┌─ Source records
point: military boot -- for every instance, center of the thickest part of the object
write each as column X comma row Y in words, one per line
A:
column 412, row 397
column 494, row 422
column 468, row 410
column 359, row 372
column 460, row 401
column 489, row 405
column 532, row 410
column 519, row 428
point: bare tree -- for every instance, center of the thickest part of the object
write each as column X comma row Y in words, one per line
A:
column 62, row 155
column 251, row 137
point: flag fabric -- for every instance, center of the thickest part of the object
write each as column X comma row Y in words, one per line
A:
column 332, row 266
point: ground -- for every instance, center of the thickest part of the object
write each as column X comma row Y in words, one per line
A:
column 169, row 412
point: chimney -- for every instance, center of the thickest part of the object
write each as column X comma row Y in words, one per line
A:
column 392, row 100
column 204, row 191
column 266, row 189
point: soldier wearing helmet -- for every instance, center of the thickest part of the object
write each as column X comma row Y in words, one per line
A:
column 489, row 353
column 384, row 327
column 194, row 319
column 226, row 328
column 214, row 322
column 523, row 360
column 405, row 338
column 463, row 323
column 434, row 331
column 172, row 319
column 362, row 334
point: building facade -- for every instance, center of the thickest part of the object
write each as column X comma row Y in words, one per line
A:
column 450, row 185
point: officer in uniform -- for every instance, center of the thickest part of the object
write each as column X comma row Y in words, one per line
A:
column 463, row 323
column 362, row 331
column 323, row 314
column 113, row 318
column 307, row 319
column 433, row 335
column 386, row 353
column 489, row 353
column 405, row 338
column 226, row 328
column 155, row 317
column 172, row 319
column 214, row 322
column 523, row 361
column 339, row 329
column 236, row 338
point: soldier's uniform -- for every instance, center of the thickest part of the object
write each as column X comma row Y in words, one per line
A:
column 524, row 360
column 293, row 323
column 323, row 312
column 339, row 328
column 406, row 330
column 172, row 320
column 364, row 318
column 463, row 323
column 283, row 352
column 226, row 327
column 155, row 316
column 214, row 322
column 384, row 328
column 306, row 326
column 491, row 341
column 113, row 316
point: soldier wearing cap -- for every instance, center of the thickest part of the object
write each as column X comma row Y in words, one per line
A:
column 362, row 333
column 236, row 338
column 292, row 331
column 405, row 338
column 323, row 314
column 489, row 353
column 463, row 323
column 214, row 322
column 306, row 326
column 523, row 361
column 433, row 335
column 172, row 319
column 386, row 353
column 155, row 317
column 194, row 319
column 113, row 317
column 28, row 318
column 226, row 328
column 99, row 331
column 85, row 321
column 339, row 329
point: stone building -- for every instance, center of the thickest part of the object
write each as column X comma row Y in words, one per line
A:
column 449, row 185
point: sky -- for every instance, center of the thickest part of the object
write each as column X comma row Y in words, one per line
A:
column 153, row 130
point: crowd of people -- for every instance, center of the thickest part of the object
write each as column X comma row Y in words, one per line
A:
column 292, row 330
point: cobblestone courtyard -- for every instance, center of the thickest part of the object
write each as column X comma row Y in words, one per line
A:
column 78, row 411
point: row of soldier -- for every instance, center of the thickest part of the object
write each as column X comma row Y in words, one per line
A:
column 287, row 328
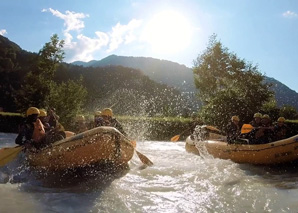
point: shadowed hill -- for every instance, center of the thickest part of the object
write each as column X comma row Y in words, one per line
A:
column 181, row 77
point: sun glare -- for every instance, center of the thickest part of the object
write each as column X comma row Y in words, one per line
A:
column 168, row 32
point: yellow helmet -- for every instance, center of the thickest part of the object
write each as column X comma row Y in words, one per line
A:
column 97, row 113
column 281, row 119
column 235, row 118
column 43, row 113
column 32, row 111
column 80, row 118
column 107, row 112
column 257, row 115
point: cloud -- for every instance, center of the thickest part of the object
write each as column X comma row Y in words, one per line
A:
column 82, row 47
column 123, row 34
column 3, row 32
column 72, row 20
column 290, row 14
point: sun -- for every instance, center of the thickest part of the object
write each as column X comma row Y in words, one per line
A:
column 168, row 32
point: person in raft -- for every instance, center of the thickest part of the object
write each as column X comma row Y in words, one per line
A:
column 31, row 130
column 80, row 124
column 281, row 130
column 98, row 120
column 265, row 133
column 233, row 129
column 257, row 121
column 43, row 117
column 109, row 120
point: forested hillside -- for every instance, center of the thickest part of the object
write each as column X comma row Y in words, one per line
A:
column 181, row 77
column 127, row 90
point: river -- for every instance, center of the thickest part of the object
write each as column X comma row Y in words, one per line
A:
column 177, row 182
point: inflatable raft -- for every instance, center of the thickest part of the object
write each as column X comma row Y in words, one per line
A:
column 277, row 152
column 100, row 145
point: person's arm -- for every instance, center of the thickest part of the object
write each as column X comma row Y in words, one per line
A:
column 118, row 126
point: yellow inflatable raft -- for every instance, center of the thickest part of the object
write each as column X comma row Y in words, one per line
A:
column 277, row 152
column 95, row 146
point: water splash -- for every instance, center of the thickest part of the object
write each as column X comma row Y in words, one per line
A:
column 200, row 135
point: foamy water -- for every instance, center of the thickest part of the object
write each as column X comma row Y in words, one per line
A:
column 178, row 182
└─
┌─ Source records
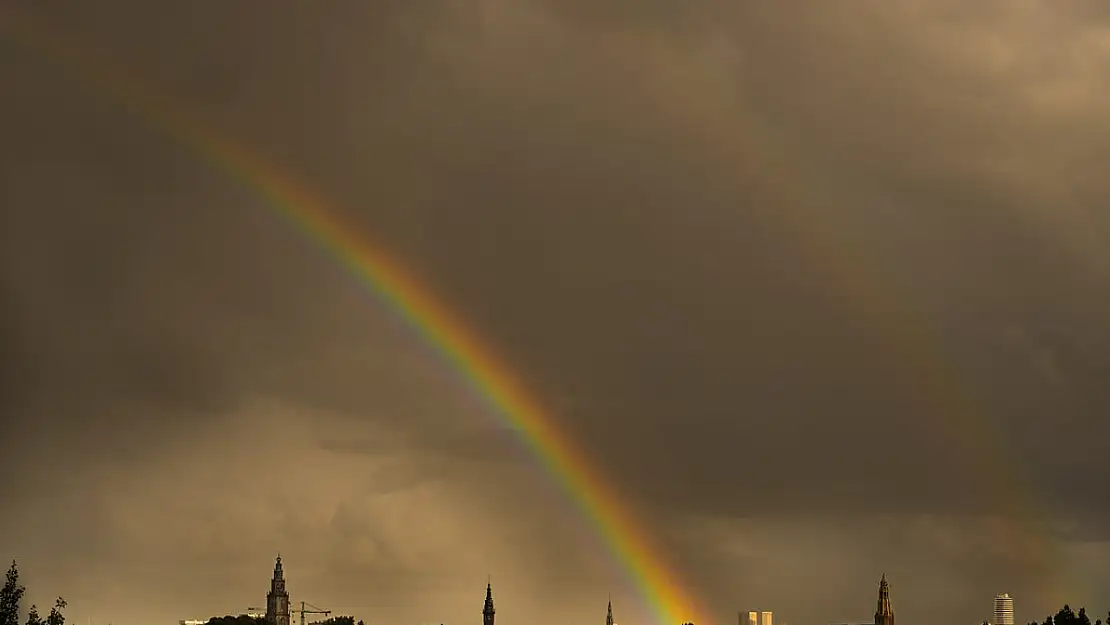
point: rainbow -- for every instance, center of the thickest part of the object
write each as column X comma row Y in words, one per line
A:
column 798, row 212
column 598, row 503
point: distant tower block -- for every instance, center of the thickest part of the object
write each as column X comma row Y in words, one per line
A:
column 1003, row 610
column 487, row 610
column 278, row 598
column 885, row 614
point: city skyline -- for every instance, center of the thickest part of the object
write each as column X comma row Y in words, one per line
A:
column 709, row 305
└─
◆ Instructions for the task ◆
Find "point: military boot" in the entries above and copy that whole line exactly, then each line after it through the line that contains "point: flag fabric".

◆ Your solution ◆
point: military boot -- for every instance, center of the thickest part of the object
write each as column X comma row Y in words, one per line
A:
column 412, row 397
column 494, row 422
column 468, row 410
column 359, row 372
column 460, row 401
column 489, row 405
column 532, row 410
column 519, row 428
point: bare tree -- for every instance, center of the thickest part of the object
write each as column X comma row Y in words, one per line
A:
column 62, row 155
column 251, row 137
point: flag fabric -- for every instance, center of the thickest part of the object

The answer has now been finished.